Excerpted text
MEMORANDUM AND ORDER RE: MOTION TO DISMISS
Plaintiff Ikon Office Solutions, Inc. ("Ikon") brought this action against defendants Michael Rezente and Christy Friend arising out of defendants' former employment with plaintiff. Plaintiff's Second Amended Complaint ("SAC") alleges claims for misappropriation of trade secrets under the California Uniform Trade Secrets Act ("CUTSA"), Cal. Civ. Code §§ 3426-3426.11, interference with prospective economic relations, and breach of duty of loyalty.*fn1 (Docket No. 90.) Presently before the court is Christy Friend's motion to dismiss the claims against her for interference with prospective economic relations and breach of duty of loyalty for failure to state a claim pursuant to Federal Rule of Civil Procedure 12(b)(6).
I. Factual and Procedural Background
Plaintiff sells, leases, and services office equipment and systems including copiers and printers, and provides services including technical support, document outsourcing, equipment maintenance, and network facilities management. (SAC ¶ 2.) Friend began working for plaintiff on October 22, 2008, in its Sacramento, California, "Marketplace" as an Account Executive. (Id. ¶ 6.) Friend was responsible for the sale and lease of plaintiff's equipment, systems, and services, and the general management of customer relationships and account services for approximately 275 customers. (Id. ¶¶ 23-24.)
Friend resigned from employment with plaintiff on July 13, 2009. (Id. ¶ 6.) Plaintiff alleges that Friend now works for Delta Copy Systems, Inc. ("DCSI"), a direct competitor of plaintiff. (Id. ¶¶ 5, 8.) Plaintiff alleges that in the months before her resignation, Friend deliberately delayed and failed to conclude deals that she had "been working on for quite some time" for plaintiff so that she could finalize them after her resignation on behalf of DCSI. (Id. ¶ 79, 82-83.) Friend allegedly failed to conclude any transactions for plaintiff in the twelve weeks prior to her resignation. (Id. ¶ 46.) Within a few weeks of her employment with DCSI, though, Friend allegedly stated that she had closed six deals for DCSI since joining the company and had already transacted $100,000.00 in revenue. (Id. ¶ 83.) One of those transactions was a new contract with a school district that she had been working on for five months on behalf of plaintiff. (Id. ¶¶ 49, 77.) When the school district account was going to be transferred to another sales representative weeks before Friend's resignation as part of a territory realignment, Rezente blocked the transfer, allegedly in an attempt to delay the closing of the transaction. (Id. ¶ 78.) The school district eventually signed a contract with DCSI. (Id. ¶ 84.)

Supplied entries
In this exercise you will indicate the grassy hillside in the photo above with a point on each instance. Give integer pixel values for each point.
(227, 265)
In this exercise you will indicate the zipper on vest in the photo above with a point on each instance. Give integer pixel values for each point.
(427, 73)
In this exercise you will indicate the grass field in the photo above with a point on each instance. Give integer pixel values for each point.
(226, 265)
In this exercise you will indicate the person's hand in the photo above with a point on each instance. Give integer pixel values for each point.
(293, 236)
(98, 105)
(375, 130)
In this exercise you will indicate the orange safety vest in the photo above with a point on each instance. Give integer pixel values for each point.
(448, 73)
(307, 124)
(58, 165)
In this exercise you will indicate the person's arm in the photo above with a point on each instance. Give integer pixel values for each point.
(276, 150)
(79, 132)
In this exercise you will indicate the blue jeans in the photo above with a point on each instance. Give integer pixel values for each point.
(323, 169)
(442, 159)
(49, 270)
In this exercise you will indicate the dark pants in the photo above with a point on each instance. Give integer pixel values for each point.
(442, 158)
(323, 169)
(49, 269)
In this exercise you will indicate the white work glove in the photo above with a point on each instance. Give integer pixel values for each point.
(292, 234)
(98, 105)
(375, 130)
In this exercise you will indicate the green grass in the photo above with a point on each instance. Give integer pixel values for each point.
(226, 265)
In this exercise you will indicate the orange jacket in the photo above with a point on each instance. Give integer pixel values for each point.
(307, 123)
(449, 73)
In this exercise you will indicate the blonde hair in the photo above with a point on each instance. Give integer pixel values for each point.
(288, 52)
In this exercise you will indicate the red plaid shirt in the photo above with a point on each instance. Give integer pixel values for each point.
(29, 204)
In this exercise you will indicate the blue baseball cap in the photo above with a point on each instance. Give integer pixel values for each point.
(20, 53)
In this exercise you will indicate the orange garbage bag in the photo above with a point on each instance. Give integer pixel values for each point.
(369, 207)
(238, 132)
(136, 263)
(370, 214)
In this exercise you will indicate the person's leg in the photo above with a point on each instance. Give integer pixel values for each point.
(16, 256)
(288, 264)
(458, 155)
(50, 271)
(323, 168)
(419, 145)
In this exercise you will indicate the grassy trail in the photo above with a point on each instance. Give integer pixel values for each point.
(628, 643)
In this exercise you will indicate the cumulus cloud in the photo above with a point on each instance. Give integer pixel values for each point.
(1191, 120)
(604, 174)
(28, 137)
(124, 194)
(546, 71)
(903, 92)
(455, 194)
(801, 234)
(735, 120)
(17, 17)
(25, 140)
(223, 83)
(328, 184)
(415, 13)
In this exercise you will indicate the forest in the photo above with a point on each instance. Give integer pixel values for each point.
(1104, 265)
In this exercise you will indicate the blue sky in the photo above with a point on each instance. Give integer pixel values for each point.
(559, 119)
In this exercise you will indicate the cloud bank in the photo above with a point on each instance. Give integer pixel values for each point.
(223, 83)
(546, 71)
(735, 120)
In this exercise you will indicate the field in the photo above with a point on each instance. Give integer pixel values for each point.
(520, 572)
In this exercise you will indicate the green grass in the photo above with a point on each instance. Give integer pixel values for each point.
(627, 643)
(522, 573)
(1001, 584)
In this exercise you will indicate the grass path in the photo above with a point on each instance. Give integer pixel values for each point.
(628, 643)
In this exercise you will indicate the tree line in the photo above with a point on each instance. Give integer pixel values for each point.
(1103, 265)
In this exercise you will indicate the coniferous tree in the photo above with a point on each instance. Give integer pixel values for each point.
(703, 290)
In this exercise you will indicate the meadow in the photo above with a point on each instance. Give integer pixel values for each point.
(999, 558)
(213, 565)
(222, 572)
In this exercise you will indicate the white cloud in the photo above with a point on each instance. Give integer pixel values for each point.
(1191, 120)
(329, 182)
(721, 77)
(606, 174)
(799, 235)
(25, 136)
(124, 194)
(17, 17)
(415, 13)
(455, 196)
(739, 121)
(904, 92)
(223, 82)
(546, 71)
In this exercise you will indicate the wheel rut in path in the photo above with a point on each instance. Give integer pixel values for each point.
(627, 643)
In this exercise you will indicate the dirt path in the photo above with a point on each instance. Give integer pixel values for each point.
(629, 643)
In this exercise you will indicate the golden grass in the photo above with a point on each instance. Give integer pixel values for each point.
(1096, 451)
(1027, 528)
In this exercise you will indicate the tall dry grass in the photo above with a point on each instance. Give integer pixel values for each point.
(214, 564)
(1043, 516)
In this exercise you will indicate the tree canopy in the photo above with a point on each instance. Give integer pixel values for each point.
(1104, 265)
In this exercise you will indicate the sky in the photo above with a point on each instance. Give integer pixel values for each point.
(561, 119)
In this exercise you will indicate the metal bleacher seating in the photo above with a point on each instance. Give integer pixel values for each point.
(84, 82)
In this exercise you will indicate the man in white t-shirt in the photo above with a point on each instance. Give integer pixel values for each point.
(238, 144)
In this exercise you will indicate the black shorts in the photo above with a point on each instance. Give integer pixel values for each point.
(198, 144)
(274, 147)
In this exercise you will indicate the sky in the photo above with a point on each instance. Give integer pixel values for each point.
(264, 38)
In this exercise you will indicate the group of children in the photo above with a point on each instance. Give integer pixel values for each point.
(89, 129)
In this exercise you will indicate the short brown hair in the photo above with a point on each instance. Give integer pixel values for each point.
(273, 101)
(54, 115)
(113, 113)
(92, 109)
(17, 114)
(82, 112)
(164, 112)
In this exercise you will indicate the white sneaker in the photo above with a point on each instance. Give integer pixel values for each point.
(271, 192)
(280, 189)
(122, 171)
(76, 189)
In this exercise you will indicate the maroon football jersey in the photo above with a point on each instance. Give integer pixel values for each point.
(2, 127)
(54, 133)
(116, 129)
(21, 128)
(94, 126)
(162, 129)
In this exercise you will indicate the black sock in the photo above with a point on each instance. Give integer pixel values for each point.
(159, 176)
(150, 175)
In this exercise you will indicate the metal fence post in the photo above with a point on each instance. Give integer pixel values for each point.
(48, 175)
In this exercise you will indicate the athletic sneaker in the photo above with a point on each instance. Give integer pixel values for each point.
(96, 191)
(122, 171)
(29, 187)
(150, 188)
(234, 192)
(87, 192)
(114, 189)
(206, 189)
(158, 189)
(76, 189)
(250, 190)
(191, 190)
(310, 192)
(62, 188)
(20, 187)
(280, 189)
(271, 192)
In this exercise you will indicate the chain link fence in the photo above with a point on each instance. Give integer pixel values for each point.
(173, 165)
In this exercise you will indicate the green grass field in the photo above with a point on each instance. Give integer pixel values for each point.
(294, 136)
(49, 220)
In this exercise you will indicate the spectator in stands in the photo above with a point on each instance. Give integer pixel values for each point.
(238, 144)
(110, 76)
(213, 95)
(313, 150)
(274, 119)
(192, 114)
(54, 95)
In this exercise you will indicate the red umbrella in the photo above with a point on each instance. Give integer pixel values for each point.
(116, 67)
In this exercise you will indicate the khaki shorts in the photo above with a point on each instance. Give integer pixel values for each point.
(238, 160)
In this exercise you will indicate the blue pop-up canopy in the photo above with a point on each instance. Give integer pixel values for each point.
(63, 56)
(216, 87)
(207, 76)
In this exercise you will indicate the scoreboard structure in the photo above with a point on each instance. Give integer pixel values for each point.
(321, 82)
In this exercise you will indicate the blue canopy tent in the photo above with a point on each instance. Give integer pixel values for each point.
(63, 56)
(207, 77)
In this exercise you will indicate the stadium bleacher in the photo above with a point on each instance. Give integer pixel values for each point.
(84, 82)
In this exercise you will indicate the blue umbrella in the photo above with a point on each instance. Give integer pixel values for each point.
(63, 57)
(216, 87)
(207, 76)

What this task involves
Print, word for word, the part of the court order above starting with "I. Factual and" and going on through "(Id. ¶¶ 23-24.)".

Task output
I. Factual and Procedural Background
Plaintiff sells, leases, and services office equipment and systems including copiers and printers, and provides services including technical support, document outsourcing, equipment maintenance, and network facilities management. (SAC ¶ 2.) Friend began working for plaintiff on October 22, 2008, in its Sacramento, California, "Marketplace" as an Account Executive. (Id. ¶ 6.) Friend was responsible for the sale and lease of plaintiff's equipment, systems, and services, and the general management of customer relationships and account services for approximately 275 customers. (Id. ¶¶ 23-24.)